[Collected data]
****

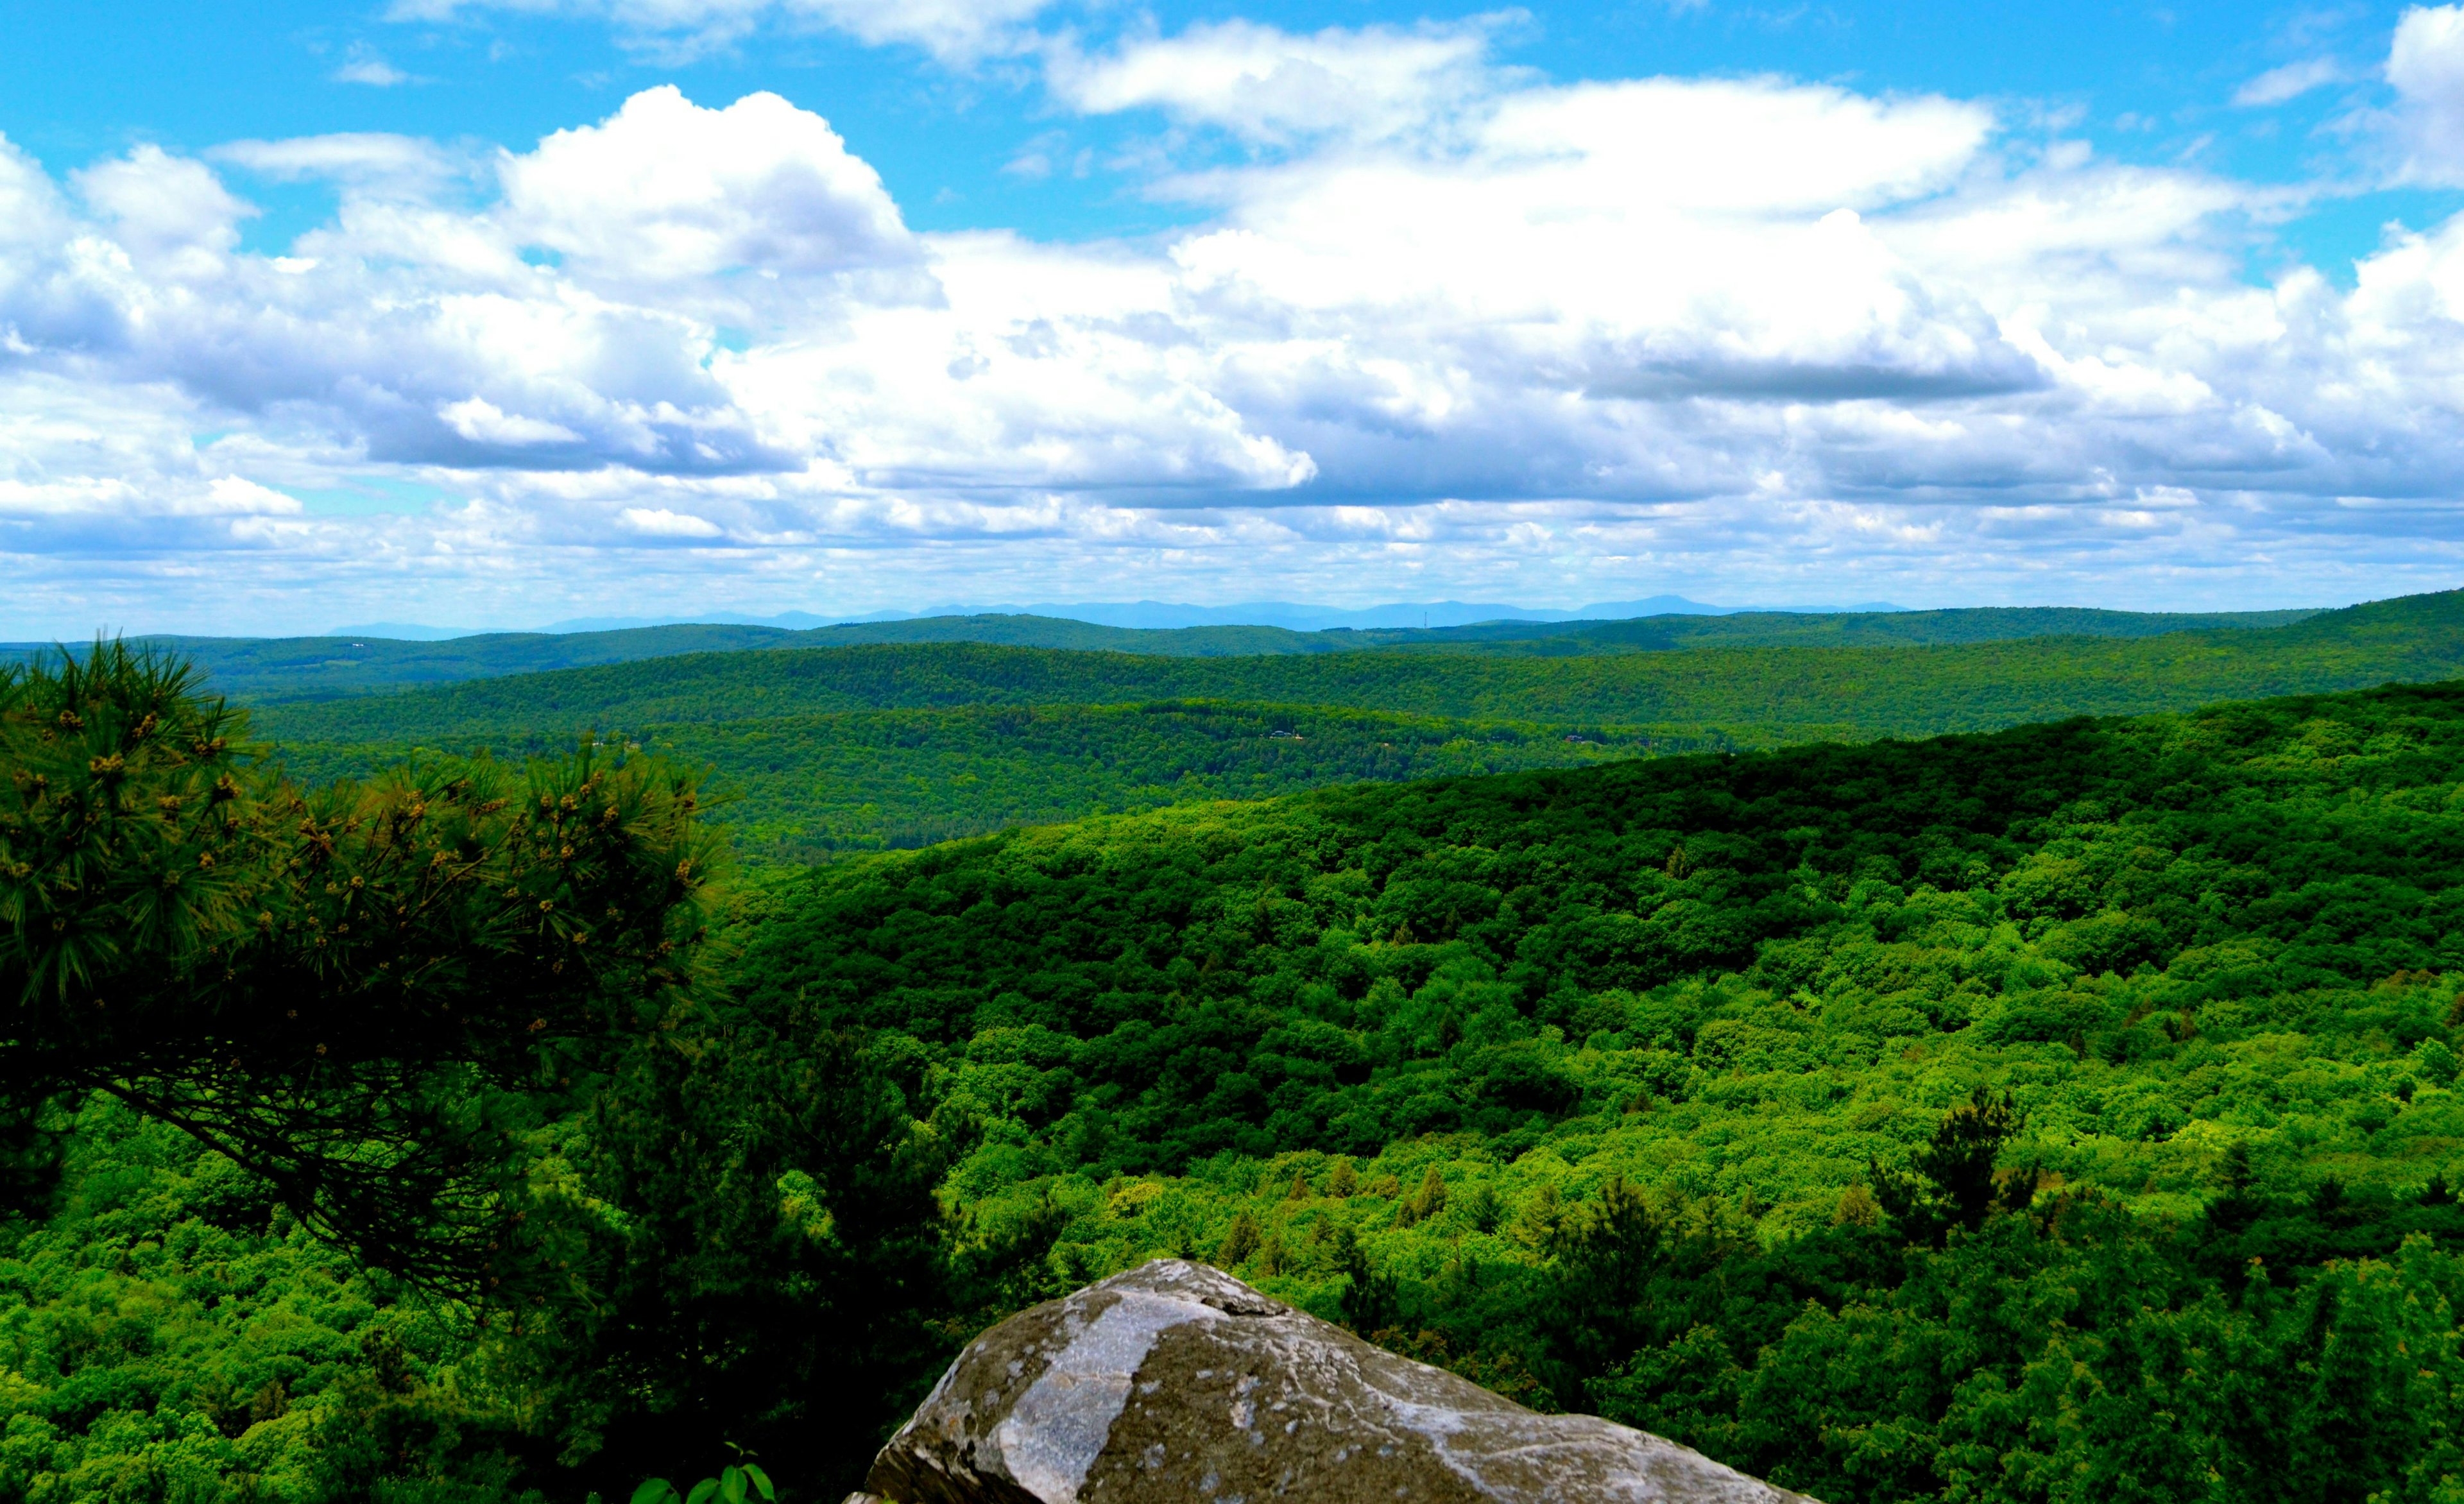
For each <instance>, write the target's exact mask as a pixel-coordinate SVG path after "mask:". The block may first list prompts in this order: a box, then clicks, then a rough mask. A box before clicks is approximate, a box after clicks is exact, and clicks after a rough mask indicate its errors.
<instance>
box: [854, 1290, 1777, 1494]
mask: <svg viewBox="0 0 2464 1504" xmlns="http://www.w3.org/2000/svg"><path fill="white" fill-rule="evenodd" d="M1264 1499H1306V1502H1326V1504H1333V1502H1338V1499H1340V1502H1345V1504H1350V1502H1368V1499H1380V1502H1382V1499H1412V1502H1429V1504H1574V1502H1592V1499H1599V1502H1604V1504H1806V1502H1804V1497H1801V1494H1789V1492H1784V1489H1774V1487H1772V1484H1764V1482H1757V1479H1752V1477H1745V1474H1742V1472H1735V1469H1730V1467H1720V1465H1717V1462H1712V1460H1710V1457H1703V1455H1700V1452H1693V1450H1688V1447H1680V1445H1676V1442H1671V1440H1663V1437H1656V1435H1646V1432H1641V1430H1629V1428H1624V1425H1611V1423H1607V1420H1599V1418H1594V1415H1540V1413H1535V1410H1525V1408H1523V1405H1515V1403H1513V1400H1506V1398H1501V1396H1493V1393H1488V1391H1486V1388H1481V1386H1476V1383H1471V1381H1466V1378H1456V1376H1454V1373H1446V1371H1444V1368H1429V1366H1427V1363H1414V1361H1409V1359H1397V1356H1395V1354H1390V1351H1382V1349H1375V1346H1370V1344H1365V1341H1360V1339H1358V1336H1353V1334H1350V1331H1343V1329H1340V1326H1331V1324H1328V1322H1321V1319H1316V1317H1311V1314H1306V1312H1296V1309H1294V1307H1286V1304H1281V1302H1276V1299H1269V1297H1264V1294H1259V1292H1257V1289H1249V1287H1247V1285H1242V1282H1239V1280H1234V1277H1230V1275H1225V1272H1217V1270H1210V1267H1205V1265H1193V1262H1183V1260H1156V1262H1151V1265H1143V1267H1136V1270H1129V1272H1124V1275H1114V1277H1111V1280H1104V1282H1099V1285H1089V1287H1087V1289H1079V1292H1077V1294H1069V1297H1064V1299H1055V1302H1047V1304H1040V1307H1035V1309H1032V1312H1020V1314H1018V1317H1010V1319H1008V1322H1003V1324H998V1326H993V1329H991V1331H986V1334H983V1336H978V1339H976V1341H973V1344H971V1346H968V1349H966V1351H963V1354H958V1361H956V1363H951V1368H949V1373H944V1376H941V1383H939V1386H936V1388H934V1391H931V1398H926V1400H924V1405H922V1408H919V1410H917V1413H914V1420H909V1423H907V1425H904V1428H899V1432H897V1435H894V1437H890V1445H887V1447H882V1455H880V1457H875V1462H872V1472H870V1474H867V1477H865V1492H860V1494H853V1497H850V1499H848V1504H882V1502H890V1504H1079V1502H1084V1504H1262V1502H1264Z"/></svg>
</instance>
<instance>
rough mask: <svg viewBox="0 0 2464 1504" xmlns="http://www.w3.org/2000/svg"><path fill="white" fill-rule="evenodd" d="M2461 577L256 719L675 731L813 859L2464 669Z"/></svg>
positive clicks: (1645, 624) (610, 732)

****

### What you have to do
Copy every entry above verbatim, omitting the pictures.

### Exercise answer
For each <instance>, write the target's exact mask as a pixel-coordinate SVG path after "mask:". The block may first list prompts in this order: a box, then clicks, then a rough mask. A box before clicks is approximate, a box after clicks is exact, and clicks after a rough mask indicate its errors.
<instance>
box: [854, 1290, 1777, 1494]
mask: <svg viewBox="0 0 2464 1504" xmlns="http://www.w3.org/2000/svg"><path fill="white" fill-rule="evenodd" d="M1264 1499H1306V1502H1326V1504H1333V1502H1338V1499H1340V1502H1345V1504H1350V1502H1368V1499H1380V1502H1382V1499H1412V1502H1429V1504H1574V1502H1592V1499H1599V1502H1604V1504H1806V1502H1804V1497H1801V1494H1789V1492H1784V1489H1774V1487H1772V1484H1764V1482H1757V1479H1752V1477H1745V1474H1742V1472H1735V1469H1730V1467H1720V1465H1717V1462H1712V1460H1710V1457H1703V1455H1700V1452H1693V1450H1688V1447H1680V1445H1676V1442H1671V1440H1663V1437H1656V1435H1646V1432H1641V1430H1629V1428H1624V1425H1611V1423H1607V1420H1599V1418H1594V1415H1540V1413H1535V1410H1525V1408H1523V1405H1515V1403H1513V1400H1506V1398H1501V1396H1493V1393H1488V1391H1486V1388H1481V1386H1476V1383H1471V1381H1466V1378H1456V1376H1454V1373H1446V1371H1444V1368H1429V1366H1427V1363H1414V1361H1409V1359H1397V1356H1395V1354H1390V1351H1382V1349H1375V1346H1370V1344H1365V1341H1360V1339H1358V1336H1353V1334H1350V1331H1343V1329H1340V1326H1331V1324H1328V1322H1321V1319H1316V1317H1311V1314H1306V1312H1296V1309H1294V1307H1286V1304H1281V1302H1276V1299H1269V1297H1264V1294H1259V1292H1257V1289H1249V1287H1247V1285H1242V1282H1239V1280H1234V1277H1230V1275H1225V1272H1217V1270H1210V1267H1205V1265H1193V1262H1183V1260H1156V1262H1151V1265H1143V1267H1136V1270H1129V1272H1124V1275H1114V1277H1111V1280H1104V1282H1099V1285H1089V1287H1087V1289H1079V1292H1077V1294H1069V1297H1064V1299H1055V1302H1047V1304H1040V1307H1035V1309H1032V1312H1020V1314H1018V1317H1010V1319H1008V1322H1003V1324H998V1326H993V1329H991V1331H986V1334H983V1336H978V1339H976V1341H973V1344H971V1346H968V1349H966V1351H963V1354H958V1361H956V1363H951V1368H949V1373H944V1376H941V1383H939V1386H936V1388H934V1391H931V1398H926V1400H924V1405H922V1408H919V1410H917V1413H914V1420H909V1423H907V1425H904V1428H899V1432H897V1435H894V1437H890V1445H887V1447H882V1455H880V1457H875V1462H872V1472H870V1474H867V1477H865V1492H860V1494H853V1497H850V1499H848V1504H882V1502H890V1504H1079V1502H1084V1504H1262V1502H1264Z"/></svg>
</instance>
<instance>
rough mask: <svg viewBox="0 0 2464 1504" xmlns="http://www.w3.org/2000/svg"><path fill="white" fill-rule="evenodd" d="M2461 577L256 719L675 731L813 859L2464 669Z"/></svg>
positive clicks: (1645, 624) (610, 732)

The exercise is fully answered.